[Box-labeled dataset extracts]
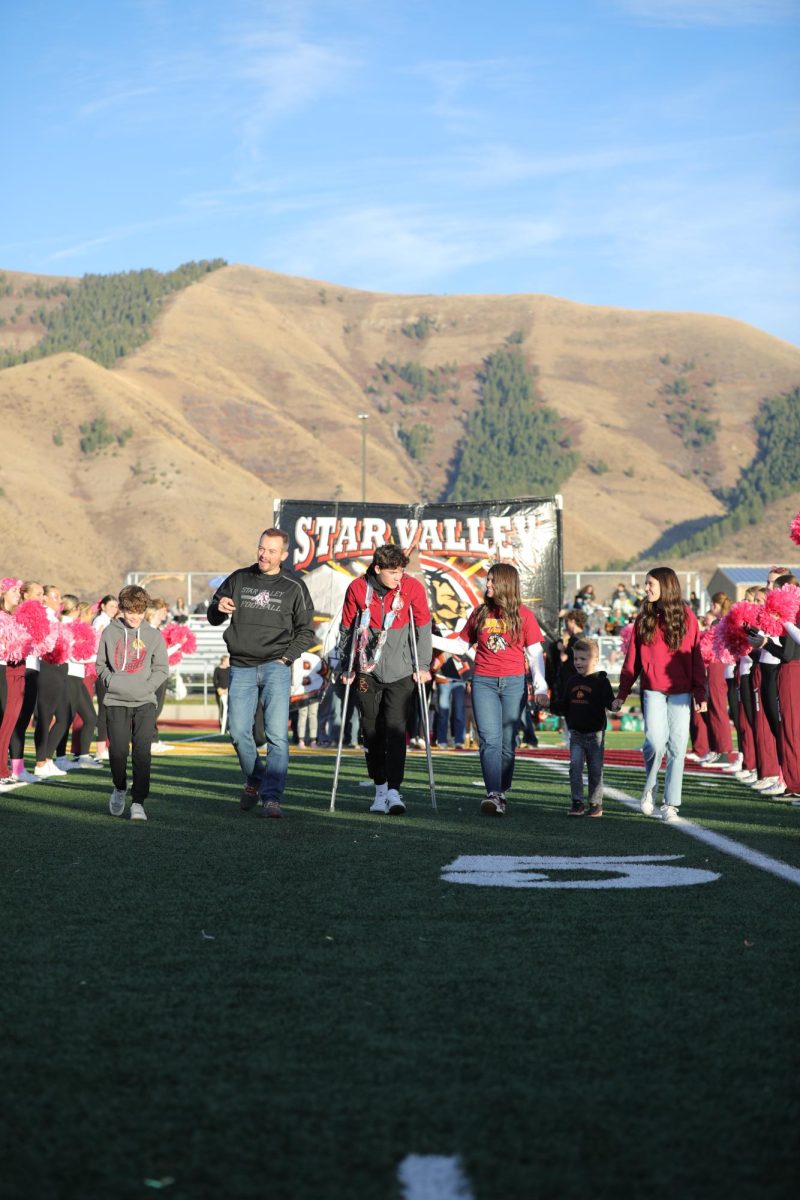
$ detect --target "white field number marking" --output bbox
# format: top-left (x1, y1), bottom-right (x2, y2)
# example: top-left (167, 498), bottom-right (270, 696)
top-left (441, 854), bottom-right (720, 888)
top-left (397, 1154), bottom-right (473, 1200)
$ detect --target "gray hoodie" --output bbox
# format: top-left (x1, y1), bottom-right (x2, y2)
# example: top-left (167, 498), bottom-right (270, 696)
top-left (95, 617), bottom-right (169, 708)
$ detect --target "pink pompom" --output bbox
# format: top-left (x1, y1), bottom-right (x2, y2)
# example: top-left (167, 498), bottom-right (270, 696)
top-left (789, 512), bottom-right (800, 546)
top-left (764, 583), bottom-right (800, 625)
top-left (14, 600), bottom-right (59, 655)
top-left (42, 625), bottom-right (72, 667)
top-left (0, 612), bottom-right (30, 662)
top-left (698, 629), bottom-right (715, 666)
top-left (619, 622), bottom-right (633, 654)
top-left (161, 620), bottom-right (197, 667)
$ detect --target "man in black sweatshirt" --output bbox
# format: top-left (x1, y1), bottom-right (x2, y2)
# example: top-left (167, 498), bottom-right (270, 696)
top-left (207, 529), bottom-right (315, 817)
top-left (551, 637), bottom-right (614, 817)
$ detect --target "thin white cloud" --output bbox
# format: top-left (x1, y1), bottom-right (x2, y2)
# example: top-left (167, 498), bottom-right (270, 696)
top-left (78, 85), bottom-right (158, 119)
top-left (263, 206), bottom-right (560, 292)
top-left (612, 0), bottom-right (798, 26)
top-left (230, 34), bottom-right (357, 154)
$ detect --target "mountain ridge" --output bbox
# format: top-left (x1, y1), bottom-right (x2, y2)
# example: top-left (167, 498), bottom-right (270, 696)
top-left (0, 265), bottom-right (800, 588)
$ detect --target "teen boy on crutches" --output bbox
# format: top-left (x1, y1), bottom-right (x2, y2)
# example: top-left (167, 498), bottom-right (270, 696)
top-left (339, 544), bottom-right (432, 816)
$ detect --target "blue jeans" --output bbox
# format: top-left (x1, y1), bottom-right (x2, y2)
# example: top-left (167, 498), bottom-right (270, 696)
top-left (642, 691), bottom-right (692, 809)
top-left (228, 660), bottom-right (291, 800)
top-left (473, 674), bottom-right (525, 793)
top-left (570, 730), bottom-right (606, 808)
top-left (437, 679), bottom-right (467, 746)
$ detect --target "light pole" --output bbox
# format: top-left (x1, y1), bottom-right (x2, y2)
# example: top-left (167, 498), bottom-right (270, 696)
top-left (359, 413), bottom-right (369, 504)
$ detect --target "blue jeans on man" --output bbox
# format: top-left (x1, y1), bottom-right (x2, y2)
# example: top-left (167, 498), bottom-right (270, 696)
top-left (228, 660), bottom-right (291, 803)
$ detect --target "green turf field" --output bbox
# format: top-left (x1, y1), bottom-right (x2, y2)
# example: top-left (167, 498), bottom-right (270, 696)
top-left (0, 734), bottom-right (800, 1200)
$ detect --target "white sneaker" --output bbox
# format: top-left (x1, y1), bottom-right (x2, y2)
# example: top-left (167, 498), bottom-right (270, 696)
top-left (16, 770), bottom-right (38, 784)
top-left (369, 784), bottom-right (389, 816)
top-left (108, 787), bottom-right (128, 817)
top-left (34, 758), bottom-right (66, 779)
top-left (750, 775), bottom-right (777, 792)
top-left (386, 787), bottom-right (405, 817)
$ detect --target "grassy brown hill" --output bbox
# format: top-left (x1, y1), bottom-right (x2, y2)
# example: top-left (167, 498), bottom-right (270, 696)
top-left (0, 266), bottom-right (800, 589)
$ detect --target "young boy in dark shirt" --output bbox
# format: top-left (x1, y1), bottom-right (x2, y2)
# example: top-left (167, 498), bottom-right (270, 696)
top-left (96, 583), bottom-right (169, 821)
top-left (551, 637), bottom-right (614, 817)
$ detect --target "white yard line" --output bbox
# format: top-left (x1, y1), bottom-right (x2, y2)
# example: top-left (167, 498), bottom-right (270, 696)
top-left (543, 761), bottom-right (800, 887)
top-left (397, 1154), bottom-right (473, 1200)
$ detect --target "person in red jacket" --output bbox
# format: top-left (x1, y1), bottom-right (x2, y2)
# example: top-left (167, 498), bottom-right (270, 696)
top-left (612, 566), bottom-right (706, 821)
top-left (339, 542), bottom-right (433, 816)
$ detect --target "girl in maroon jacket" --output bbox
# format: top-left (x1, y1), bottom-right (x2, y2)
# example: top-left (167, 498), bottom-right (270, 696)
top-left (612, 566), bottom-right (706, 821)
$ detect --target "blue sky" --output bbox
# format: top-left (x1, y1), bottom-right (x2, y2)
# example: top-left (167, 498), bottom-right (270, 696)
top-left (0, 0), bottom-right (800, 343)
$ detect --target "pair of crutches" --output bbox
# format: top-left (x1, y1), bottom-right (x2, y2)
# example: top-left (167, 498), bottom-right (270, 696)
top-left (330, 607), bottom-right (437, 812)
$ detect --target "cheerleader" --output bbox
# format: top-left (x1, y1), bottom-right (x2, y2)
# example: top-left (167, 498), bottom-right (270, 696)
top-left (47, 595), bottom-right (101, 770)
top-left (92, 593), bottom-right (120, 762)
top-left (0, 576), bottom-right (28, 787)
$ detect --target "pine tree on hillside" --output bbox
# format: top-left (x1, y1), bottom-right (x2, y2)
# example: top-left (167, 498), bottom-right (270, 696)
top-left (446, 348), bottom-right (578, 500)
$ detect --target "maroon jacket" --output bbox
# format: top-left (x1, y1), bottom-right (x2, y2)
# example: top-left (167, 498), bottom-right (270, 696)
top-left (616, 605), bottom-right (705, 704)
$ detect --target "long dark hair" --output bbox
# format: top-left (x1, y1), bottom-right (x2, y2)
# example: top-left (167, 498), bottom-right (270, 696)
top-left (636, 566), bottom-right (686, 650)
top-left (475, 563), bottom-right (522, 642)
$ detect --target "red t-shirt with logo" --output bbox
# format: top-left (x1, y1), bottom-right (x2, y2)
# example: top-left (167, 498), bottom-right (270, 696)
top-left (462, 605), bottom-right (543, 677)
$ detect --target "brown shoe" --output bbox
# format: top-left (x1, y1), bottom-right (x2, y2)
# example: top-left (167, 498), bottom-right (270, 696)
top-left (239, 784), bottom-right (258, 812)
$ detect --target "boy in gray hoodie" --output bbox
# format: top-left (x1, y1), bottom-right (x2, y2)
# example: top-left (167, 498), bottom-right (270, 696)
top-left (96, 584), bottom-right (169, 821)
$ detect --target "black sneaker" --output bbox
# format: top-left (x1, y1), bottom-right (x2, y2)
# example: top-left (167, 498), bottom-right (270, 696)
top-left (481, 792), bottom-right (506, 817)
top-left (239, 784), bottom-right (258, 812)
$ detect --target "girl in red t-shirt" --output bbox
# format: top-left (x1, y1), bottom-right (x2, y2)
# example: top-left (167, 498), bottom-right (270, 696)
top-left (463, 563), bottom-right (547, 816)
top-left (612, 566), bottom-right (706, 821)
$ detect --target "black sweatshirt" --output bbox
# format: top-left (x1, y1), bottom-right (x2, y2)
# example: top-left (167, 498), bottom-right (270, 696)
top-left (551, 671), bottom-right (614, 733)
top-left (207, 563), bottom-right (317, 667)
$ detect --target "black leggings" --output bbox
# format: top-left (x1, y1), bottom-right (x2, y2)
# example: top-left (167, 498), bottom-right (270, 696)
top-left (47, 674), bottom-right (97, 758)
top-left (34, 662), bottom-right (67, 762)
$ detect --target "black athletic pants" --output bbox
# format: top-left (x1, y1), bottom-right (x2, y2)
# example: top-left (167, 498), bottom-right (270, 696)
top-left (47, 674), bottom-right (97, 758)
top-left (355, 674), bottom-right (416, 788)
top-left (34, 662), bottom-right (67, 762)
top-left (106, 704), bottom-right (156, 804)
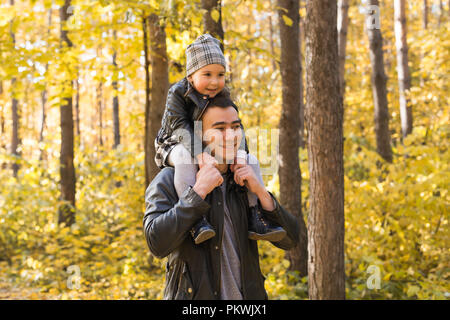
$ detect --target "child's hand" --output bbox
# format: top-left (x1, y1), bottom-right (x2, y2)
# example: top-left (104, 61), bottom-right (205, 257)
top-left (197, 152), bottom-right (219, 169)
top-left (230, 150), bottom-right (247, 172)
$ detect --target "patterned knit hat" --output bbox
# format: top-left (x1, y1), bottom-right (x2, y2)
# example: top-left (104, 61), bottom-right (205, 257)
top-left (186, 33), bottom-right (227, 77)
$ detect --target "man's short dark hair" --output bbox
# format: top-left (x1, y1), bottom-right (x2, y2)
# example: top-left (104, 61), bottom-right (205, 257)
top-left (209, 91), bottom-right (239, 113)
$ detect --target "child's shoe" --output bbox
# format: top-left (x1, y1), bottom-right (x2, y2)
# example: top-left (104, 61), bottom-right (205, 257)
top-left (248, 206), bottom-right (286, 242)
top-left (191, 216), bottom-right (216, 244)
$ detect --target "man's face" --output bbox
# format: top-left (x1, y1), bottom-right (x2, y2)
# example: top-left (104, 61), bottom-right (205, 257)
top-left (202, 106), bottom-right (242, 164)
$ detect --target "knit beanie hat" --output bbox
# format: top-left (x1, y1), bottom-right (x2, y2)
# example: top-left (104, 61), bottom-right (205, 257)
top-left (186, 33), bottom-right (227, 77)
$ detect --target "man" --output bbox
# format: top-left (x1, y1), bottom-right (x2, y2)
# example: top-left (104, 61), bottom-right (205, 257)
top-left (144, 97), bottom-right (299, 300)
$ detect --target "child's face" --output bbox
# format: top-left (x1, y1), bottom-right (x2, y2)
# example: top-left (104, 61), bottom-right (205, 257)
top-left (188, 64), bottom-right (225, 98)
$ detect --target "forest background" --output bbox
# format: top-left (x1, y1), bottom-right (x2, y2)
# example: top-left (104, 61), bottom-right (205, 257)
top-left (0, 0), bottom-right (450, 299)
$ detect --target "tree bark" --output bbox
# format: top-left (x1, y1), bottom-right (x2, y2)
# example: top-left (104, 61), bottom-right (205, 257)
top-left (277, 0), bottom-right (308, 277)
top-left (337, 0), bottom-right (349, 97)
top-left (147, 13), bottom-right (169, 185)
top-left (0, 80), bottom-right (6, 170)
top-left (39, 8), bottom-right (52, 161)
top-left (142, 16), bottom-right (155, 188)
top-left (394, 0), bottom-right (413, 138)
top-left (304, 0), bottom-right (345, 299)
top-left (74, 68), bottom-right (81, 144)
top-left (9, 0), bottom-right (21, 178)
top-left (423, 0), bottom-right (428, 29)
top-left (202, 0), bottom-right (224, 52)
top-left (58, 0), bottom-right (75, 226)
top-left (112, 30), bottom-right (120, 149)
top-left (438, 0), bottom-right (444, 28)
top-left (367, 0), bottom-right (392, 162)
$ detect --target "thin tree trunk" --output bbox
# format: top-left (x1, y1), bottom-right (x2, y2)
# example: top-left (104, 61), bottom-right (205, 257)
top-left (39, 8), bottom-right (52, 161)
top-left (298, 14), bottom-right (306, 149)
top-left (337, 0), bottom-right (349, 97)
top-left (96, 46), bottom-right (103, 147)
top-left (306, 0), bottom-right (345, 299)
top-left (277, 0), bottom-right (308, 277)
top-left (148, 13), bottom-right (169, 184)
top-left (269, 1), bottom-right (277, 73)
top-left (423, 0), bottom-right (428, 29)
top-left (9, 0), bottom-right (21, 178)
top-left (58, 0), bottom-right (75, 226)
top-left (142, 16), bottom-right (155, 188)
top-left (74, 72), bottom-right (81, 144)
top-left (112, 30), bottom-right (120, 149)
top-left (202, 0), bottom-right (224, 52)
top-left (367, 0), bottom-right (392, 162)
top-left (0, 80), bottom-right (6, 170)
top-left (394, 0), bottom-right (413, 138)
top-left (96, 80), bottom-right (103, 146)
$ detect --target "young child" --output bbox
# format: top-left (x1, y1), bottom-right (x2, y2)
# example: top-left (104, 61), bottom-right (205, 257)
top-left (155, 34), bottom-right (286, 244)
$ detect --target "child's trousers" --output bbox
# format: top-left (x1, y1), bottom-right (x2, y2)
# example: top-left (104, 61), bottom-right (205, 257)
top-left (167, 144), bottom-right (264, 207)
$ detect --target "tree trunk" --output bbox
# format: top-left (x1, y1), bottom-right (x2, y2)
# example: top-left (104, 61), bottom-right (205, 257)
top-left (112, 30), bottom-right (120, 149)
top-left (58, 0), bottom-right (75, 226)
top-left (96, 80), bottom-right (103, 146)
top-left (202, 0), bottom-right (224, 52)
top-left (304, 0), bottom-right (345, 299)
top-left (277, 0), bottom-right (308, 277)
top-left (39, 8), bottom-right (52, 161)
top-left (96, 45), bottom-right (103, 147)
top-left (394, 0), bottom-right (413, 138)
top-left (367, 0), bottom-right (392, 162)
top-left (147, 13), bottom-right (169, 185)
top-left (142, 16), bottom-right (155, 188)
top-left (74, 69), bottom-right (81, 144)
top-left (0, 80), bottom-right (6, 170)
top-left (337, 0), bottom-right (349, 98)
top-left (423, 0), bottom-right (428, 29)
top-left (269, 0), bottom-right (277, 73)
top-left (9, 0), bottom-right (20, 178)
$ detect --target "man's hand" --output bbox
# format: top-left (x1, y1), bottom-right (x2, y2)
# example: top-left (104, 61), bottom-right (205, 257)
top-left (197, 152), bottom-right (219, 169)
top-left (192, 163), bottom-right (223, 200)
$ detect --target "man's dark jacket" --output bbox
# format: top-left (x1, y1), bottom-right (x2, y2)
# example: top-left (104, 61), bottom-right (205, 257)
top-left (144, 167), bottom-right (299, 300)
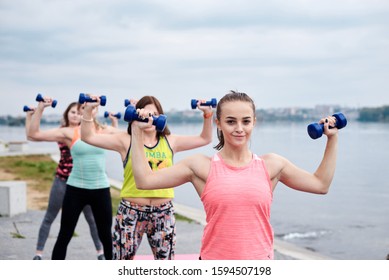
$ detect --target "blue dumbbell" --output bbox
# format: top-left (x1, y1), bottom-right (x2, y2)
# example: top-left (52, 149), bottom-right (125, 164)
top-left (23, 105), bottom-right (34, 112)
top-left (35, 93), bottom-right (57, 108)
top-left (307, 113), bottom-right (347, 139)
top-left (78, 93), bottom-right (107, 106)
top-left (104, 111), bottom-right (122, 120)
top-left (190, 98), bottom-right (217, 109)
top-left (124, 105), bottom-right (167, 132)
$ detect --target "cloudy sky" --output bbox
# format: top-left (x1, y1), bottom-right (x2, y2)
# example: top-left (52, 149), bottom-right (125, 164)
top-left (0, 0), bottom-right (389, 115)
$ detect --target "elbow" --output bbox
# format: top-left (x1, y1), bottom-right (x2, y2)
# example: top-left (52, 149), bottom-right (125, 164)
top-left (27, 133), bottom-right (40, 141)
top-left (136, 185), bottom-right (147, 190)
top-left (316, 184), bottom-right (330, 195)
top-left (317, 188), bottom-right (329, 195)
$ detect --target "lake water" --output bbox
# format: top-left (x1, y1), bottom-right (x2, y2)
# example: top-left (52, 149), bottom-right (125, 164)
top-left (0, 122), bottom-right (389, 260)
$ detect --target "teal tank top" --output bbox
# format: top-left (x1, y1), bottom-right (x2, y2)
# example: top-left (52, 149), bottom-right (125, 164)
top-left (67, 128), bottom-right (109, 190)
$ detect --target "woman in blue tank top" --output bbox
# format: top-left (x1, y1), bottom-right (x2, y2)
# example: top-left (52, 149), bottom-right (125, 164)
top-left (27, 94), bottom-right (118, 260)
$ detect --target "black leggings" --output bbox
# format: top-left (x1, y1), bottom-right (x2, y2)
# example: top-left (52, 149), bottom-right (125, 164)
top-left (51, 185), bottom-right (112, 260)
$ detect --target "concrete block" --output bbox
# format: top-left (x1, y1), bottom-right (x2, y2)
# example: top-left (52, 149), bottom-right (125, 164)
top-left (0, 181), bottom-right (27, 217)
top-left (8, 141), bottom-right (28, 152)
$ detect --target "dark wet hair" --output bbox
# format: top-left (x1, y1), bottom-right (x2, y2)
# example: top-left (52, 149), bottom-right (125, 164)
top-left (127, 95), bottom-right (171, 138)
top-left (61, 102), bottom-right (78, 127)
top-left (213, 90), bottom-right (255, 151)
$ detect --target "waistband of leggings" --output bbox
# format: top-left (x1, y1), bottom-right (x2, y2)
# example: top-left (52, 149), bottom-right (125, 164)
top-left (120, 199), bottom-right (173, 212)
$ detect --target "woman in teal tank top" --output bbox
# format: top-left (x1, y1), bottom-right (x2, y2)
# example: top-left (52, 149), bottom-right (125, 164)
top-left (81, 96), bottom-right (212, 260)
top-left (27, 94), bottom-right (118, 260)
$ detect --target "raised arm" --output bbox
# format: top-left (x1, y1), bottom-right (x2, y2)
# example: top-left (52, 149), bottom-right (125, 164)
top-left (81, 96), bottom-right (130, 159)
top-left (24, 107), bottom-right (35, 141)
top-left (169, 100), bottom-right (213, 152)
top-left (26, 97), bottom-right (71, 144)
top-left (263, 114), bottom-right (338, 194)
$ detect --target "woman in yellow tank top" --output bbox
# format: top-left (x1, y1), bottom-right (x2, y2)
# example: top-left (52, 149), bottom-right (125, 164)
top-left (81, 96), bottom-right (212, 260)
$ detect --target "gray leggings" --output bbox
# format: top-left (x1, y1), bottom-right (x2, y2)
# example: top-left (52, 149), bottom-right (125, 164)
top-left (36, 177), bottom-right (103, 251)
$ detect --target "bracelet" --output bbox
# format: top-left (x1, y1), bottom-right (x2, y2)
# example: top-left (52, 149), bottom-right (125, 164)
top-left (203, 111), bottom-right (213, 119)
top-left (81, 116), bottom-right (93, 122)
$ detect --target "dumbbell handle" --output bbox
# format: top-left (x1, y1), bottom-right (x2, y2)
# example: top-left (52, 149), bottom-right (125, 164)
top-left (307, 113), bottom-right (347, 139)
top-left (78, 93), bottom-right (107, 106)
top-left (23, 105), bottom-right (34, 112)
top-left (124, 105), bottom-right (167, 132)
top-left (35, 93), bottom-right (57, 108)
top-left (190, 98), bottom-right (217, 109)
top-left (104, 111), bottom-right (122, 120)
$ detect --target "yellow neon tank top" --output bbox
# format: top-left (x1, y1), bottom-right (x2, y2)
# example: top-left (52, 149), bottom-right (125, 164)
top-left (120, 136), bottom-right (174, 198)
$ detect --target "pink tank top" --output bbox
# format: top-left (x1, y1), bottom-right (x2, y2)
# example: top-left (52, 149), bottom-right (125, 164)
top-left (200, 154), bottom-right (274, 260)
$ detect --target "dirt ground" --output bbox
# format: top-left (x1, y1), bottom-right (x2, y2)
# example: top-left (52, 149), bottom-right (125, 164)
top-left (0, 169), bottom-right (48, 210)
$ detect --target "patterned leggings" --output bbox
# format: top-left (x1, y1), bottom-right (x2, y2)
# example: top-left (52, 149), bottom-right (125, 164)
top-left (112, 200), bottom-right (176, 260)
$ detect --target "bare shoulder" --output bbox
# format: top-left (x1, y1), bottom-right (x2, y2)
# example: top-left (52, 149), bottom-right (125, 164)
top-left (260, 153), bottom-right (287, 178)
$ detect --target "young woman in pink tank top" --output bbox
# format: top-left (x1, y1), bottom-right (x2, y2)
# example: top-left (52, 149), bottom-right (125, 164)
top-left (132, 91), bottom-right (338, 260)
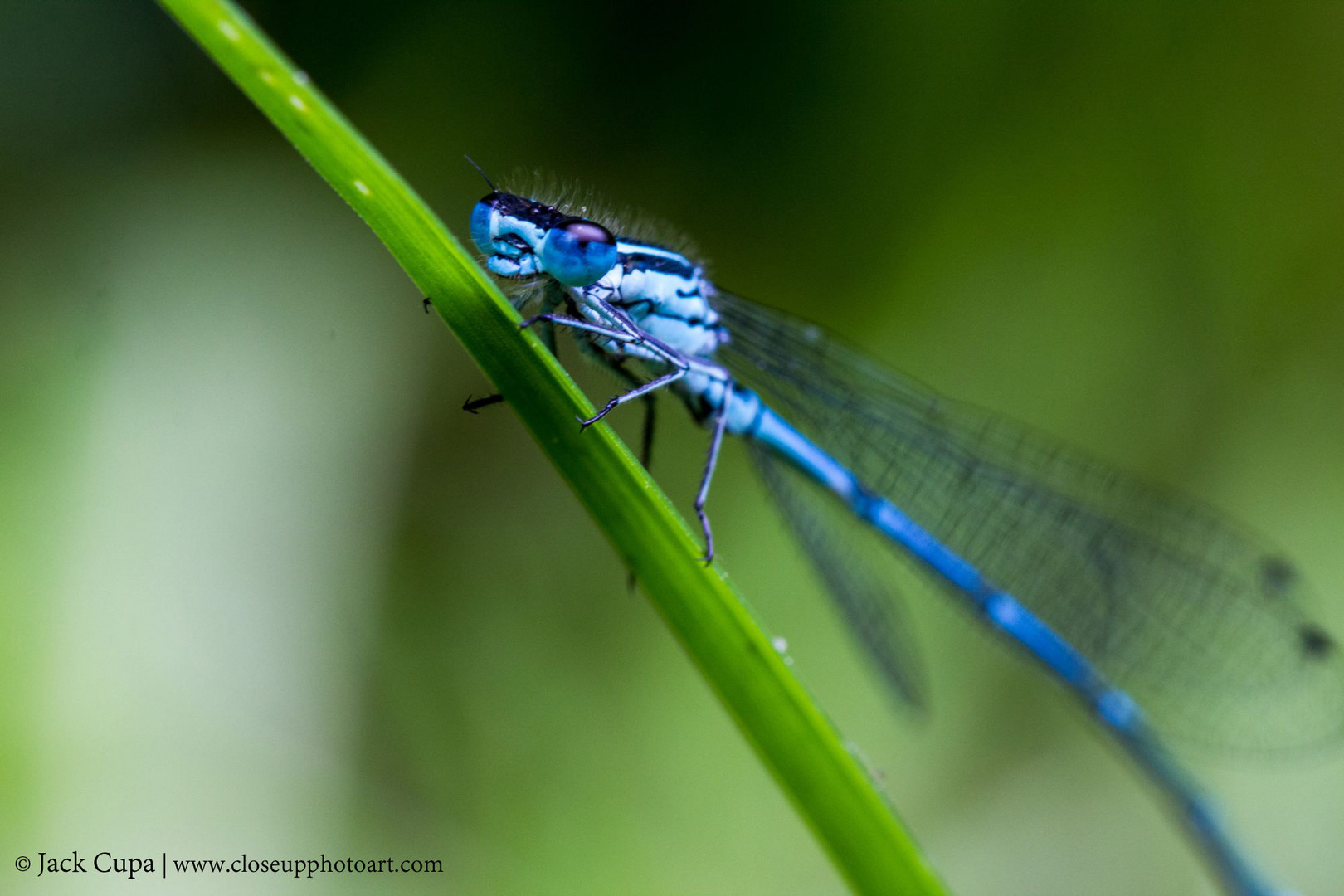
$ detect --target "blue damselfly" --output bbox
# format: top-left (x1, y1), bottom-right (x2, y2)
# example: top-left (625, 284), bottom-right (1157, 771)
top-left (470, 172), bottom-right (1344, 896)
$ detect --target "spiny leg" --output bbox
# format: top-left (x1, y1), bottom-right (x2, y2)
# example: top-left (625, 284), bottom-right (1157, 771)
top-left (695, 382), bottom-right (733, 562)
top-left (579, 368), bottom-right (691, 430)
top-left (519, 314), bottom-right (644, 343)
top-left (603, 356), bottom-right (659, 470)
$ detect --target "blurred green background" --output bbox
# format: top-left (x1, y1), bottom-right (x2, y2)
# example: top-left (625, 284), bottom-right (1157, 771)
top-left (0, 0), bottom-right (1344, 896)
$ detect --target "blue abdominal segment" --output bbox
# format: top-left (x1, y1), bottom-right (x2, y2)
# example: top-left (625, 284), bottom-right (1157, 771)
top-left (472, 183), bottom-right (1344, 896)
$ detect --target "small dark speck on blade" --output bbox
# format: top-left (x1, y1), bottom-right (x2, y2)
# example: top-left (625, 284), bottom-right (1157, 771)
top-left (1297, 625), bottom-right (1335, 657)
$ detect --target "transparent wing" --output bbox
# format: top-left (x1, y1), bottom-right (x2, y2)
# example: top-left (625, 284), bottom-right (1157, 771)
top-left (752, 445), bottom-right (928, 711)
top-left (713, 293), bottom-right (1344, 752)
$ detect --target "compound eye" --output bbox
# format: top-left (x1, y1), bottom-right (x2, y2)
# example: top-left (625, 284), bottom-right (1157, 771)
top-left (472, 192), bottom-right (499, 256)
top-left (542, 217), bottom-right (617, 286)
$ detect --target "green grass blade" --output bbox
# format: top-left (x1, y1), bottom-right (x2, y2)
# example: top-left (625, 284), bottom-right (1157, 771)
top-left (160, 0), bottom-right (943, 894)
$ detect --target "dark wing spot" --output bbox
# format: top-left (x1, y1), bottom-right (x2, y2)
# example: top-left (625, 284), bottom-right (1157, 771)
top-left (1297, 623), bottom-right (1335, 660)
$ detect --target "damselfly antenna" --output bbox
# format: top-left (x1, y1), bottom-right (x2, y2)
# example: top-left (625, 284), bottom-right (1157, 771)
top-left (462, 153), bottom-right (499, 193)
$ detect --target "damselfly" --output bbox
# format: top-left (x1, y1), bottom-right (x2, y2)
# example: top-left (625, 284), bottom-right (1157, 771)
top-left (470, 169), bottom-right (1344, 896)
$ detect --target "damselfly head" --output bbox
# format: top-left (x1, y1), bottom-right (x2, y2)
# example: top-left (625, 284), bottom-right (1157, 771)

* _Work required_: Collect every line of the listing that contains the word "dumbbell".

* _Answer for the task_:
$ detect --target "blue dumbbell" --output bbox
$ detect --target "dumbbell handle" --output bbox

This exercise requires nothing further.